- [Page excerpt]:
--- BEGIN ---
[UPDATE: Click here to read parts 1, 2, or 3]

This will conclude the series of articles I have been posting on Matthew’s use of Hosea 11:1, where Jesus’ coming out of Egypt as a fulfillment of this prophecy. We are concerned here with Matthew 2:14-15, ‘And he rose and took the child and his mother by night and departed to Egypt and remained there until the death of Herod. This was to fulfill what the Lord had spoken by the prophet, “Out of Egypt I called my son.”‘ I began by introducing the problem. Then we looked at Calvin’s interpretation of the passage and the sensus plenior view. The third part looked at two more views: Gundry’s interpretation of typology emphasizing sonship and the view that this passage is typological fulfilled. Today I will offer what I believe to the correct interpretation and some concluding remarks.

Sensus Literalis

This view, which was proposed by John Sailhamer,1 begins with a proper understanding of Hosea–that his prophecies of judgment in chapters 4-14 are to be understood within the lens of 3:5, “Afterward the children of Israel shall return and seek the LORD their God, and David their king, and they shall come in fear to the LORD and to his goodness in the latter days” (ESV).2 Sailhamer thereupon deduces that,

Hos 11:1 speaks of the future, not the past. The book, in fact, provides its own clue to the meaning of 11:1 in verse 11:5, “[Israel] will not return to Egypt, but Assyria will be their king because they have refused to repent.” In Hos 11:1-4, then, the historical exodus is understood as a metaphor. It is an image of future redemption. Egypt is Assyria, the enemy oppressor.3

Hos 11:1, although propositional statement on the surface, resonates the prophecy of messianic deliverance which is made by the Pentateuch’s own interpretation of the exodus. Hosea says in 12:10 that God speaks through his prophets by means of parables or “similitudes,” and this phrase itself rehearses the words of Balaam as he interpreted the Exodus event messianicly in Num 24.4 So how does Hosea speak of the future in his retrospective statement “Out of Egypt I have called my Son?”
--- END ---
- [Set of tasks]:
a) In the article on Matthew's use of Hosea 11:1, who proposed the Sensus Literalis view?
b) Write the next part of the article on Matthew's use of Hosea 11:1, picking up after its final question.

- [Record list]:
--- BEGIN ---
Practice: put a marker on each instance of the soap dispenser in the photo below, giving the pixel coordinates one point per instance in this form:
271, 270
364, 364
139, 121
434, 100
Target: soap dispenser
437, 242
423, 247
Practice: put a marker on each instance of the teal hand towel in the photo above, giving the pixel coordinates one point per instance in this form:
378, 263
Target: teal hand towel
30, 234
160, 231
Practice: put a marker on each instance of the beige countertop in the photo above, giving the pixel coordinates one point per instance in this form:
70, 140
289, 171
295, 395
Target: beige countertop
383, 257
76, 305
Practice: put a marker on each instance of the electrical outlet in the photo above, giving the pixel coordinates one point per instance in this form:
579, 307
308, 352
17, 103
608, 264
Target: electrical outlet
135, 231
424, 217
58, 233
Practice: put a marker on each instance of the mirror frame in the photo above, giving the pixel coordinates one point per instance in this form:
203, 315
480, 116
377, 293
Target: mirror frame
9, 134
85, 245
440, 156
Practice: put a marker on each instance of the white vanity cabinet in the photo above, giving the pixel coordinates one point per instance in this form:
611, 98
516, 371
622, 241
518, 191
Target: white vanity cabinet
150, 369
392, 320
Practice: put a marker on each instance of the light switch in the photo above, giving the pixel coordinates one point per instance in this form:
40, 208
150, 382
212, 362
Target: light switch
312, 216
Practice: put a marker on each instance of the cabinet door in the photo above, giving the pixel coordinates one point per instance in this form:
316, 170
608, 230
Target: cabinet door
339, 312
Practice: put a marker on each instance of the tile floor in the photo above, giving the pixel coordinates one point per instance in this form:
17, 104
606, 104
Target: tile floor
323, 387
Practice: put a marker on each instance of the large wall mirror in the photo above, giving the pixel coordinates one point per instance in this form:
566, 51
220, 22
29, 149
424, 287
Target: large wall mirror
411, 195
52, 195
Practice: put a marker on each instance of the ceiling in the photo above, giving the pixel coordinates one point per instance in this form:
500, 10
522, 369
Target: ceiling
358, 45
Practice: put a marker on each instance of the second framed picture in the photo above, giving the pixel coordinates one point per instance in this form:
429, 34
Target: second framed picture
--- END ---
- [Response list]:
a) John Sailhamer proposed it.

b)
Hosea intimately knew the Pentateuch, which was natural for prophets of his day.5 He doubtless observed the Pentateuch had its own eschatological interpretation of the exodus event, and, when Hosea drew from the Pentateuch’s language in referencing the exodus, particularly with this phrase, it is likely that he too was thinking of the future.6 The phrase Hosea uses is strikingly similar to Num 24:8, which says “God will bring him [this Messiah] out of Egypt,” which, in turn, closely echos the words in 23:22, “God brought them out of Egypt.” Sailhamer observes,

Balaam looked back at the exodus as the grounds for God’s future salvation of his people Israel. In . . . Num 24, Balaam viewed the coming of a future “king” as a new exodus–“God will bring him up from Egypt.” The later vision, Num 24, is patterned after the earlier, Num 23. . . . The past exodus is presented as a picture of the exodus of the future.7

Therefore, it is highly probable, particularly from Hosea’s word choice in 11:1, that the prophecy of Numbers 24:8 was to a great degree in his mind as he too looked to the future of God’s deliverance.8 Matthew would have likewise noticed this, and would have interpreted Hosea’s remark to be wholly prophetic. “[Matthew] was . . . drawing on the sensus literalis from the book of Hosea9.”


Given the understanding Hosea had for the messianic significance of the exodus, and the prophecies made from it by Balaam in Numbers 24, I tentatively conclude that it is best to understand Matthew as using “Out of Egypt I have called my Son” in the same sense that Hosea did: futuristically. This view best accounts for the fulfillment language with which Matthew introduces the statement. Jesus was brought of Egypt, just as it was prophesied regarding him in Numbers 24, and later in Hosea 11:1.


1John Sailhamer, “Hosea 11:1 and Matthew 2:15″ Westminster Theological Journal 63 (2001): 87-96.

2Sailhamer builds his case on Brevard Childs and his canonical interpretation of Hosea (Introduction to the Old Testament as Scripture [Philadelphia: Fortress, 1979]).

3Sailhamer, “Hosea 11:1,” 88-89.

4Both Num 24:3 and 15 say that Balaam “took up his parable.”

5Sailhamer convincingly demonstrates that Hosea had a very intimate knowledge with the Pentateuch (“Hosea 11:1,” 93-95).

6Ibid, 91.

7Ibid, 95.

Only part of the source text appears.